##### FRAGMENTO SELECCIONADO
Fue una transición pacífica del poder la ocurrida en Estados Unidos, sin duda. Es lo que enfatizaban los comentaristas y políticos estadunidenses cuando se les preguntaba por lo que presenciábamos el pasado lunes. Sin embargo, había una extraña sensación de que en cualquier momento las formas no lograrían contener el regreso de Donald Trump al poder.
Es cierto que se cubrieron los protocolos: Biden recibió a Trump y a su elegante esposa para tomar el té y los ex presidentes se zumbaron completo y sin chistar el discurso en el que se les acusó de haber traicionado a su país. La clase política además en su casi totalidad se presentó disciplinada al ritual. Pero era evidente que nada significaba lo que debería, y que las reglas se seguían, pero no se respetaban.
Cada que pudo, Trump se burló de la clase política. Los lugares más codiciados fueron no para los altos cargos, sino para su familia y para los multimillonarios dueños de las empresas tecnológicas. Se comportó en todo momento como si su poder no tuviera límite. El zenit de la jornada de su coronación fue cuando en el auditorio Capital One, frente a 20 mil personas, escenificó el acto de gobernar firmando órdenes ejecutivas que eran vitoreadas por el público.
Estamos hablando de medidas como la salida del Acuerdo de París o la prohibición de usar el gobierno como arma contra los adversarios políticos. Una suerte de Coliseo Romano de nuestros días: el Emperador sentado en la silla del poder firmaba documentos que eran órdenes perentorias, aclamado por los suyos, mientras sus adversarios y el mundo sostenían la respiración. Más allá de la importancia real de las medidas, el acto en sí parecía tener un efecto reparatorio para el firmante y sus simpatizantes.
##########
COMPRUEBA TU COMPRENSIÓN >>
1/ Responde estas preguntas sobre el texto del regreso de Trump al poder:
(a) ¿Quién recibió a Trump y a su esposa para tomar el té?
(b) ¿Para quiénes fueron los lugares más codiciados?
(c) ¿Frente a cuántas personas firmó Trump órdenes ejecutivas en el auditorio Capital One?
2/ Prosigue el texto sobre el regreso de Trump al poder a partir de su última oración.
Los ítems no tienen ningún papel en este ejercicio.
##### DATOS DE ORIGEN
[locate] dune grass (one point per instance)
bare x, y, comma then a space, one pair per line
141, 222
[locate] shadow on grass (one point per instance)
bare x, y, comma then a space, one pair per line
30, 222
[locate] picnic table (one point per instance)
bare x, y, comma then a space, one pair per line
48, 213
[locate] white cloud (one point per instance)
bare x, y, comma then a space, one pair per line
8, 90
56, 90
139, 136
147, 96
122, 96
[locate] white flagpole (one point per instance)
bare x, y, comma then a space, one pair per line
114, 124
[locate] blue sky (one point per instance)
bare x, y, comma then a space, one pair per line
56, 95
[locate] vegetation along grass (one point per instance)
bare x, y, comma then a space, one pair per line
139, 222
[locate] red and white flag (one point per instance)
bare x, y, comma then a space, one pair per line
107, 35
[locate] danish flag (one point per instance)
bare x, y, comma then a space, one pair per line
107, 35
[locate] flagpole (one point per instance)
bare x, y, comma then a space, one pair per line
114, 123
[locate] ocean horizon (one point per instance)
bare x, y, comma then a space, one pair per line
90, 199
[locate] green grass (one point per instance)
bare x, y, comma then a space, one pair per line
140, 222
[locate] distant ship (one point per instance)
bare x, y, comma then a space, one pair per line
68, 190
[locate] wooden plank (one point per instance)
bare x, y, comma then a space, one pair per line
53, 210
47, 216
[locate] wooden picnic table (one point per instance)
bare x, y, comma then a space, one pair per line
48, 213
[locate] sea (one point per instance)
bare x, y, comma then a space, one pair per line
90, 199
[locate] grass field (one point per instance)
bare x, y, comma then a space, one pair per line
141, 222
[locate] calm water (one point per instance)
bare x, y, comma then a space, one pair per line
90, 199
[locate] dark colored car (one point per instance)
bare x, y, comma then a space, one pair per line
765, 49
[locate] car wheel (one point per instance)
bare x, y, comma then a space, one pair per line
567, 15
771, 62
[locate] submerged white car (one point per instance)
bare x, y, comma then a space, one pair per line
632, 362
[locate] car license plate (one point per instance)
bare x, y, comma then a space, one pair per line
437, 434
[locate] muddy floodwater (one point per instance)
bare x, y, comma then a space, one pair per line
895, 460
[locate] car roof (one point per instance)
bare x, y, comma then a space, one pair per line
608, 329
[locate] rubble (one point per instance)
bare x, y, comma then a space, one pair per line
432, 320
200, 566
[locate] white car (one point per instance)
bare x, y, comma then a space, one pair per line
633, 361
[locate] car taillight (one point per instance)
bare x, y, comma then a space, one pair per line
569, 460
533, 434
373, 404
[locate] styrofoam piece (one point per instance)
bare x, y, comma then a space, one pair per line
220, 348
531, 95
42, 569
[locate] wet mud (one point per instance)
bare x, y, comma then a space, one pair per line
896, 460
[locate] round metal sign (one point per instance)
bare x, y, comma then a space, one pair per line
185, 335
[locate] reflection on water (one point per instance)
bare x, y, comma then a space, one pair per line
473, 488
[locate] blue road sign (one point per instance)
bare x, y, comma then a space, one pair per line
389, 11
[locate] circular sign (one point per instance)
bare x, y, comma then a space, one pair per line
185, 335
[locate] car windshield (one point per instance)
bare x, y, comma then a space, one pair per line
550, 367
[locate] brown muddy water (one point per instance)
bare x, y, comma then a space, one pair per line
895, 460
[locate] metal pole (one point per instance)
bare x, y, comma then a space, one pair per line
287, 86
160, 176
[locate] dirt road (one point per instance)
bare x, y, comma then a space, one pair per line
##########
RESPUESTAS >>
1/
(a) Biden.
(b) Para su familia y para los multimillonarios dueños de las empresas tecnológicas.
(c) Frente a 20 mil personas.

2/
Al terminar de firmar todas las órdenes con una sola pluma, como un torero, se fue lanzando las plumas que le habían colocado para que firmara cada orden con una distinta. Regaló plumas que no habían firmado nada, pero a quién le importa. Juró sin poner la mano izquierda sobre las biblias, pero tampoco importa. Como tampoco importa si es verdad que los países estén vaciando sus cárceles y psiquiátricos para mandarlos a Estados Unidos o si China ya controla el Canal de Panamá. Pero Trump sabe lo que hace. Se nota. Está en sintonía.
Washington D.C. era una auténtica fiesta. Muy distinto a hace ocho años cuando una ciudad liberal recibía con condescendencia a los simpatizantes de Trump. Nada de eso esta vez. Inundaron una ciudad que los recibió entregada. El momento es suyo. Trump avanza sobre las ruinas de un sistema. (Suena conocido y se siente familiar). La conexión de Trump con su electorado es indiscutible.
Trump y su grey se mueven dentro de los márgenes del sistema, pero amenazan a cada momento con desbordarlo. El desenlace es incierto: contenido el movimiento MAGA, puede terminar por darle un nuevo vigor o incluso una renovada legitimidad, a un sistema y una democracia en la que unas cuantas familias (Clinton, Bush) parecían monopolizar la presidencia y los partidos.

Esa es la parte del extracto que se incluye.